____ 提示テキスト

2023年2月12日日曜日

Scott Hamilton / The Grand Appearance

 

 Scott Hamilton(スコット・ハミルトン)1954年生まれで、幼い頃はピアノとクラリネットを習い17歳からテナー・サックスに転向1976年にニューヨークへ進出したミュージシャンです。レコードデビューは1977年で、このアルバムはその翌年の1978年の録音です。
 かなり昔っぽい作風と録音なので1940年代かなと思っていたら新しい録音(と言っても40年以上前の録音ですが)なので、ビックリしました。なにしろ同時期のジャズ・フュージョン界のヒット作と言えば Weather Report などのフュージョン全盛期で、Heavy Weather(1977年)、Mr Gone(1978年)などのヒット作が発表され、旧来のジャズ人気が下火の頃と考えると、旧来の4ビート・ジャズ・ファンとジャズ至上主義の業界人は期待を寄せていたに違いありません。
 それだけに新人のサポートはHank Jones(ハンク・ジョーンズ)Tommy Flanagan(トミー・フラナガン)George Mraz(ジョージ・ムラーツ)Connie Kay(コニー・ケイ)と言ったジャズ・ジャイアンツばかりなのがすごい。

________
____ 資料

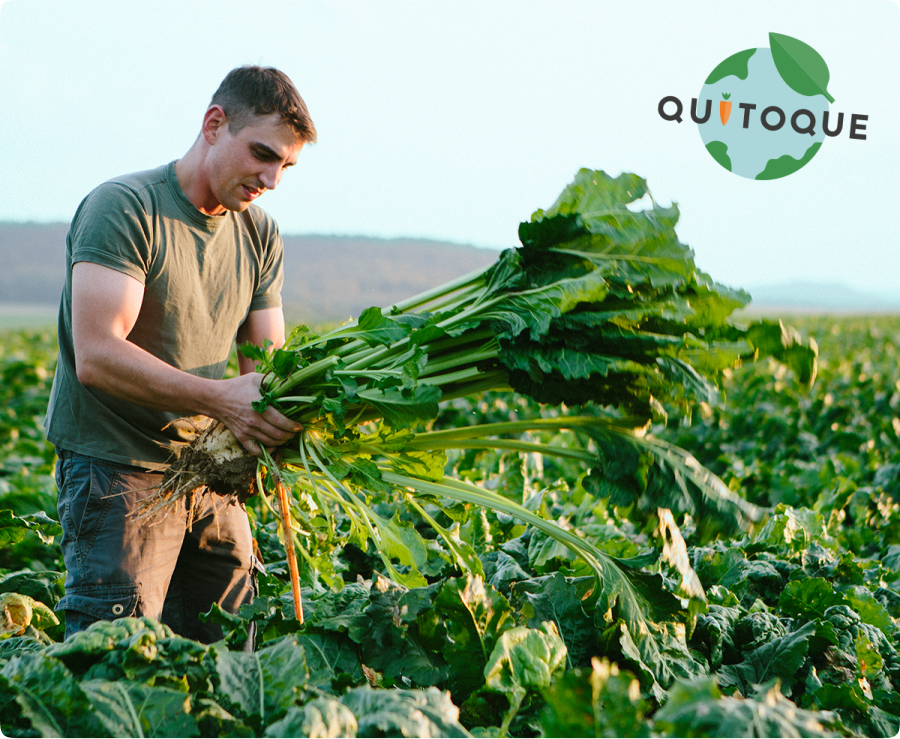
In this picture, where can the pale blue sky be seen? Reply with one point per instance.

________

§ 課題:
[1] スコット・ハミルトンのアルバム紹介文で、旧来の4ビート・ジャズのファンやジャズ至上主義の業界人が期待を寄せていたに違いないと筆者が考えるのはなぜか。1〜3文で説明せよ。
[2] スコット・ハミルトンのアルバム紹介文のうち、「2023年2月12日日曜日」から「翌年の1978年の録音です。」までを、その語句自体も含めて一字一句違えずに書き写せ。

§ 最終解答:
[1] このアルバムが録音された1978年ごろは、Weather Report などに代表されるフュージョンの全盛期だった。Heavy Weather(1977年)や Mr Gone(1978年)といったヒット作が発表され、旧来のジャズ人気は下火になっていた。そうした時期に昔風の作風で現れた新人だったため、期待を寄せていたに違いないと筆者は考えている。

[2]
2023年2月12日日曜日

Scott Hamilton / The Grand Appearance

 

 Scott Hamilton(スコット・ハミルトン)1954年生まれで、幼い頃はピアノとクラリネットを習い17歳からテナー・サックスに転向1976年にニューヨークへ進出したミュージシャンです。レコードデビューは1977年で、このアルバムはその翌年の1978年の録音です。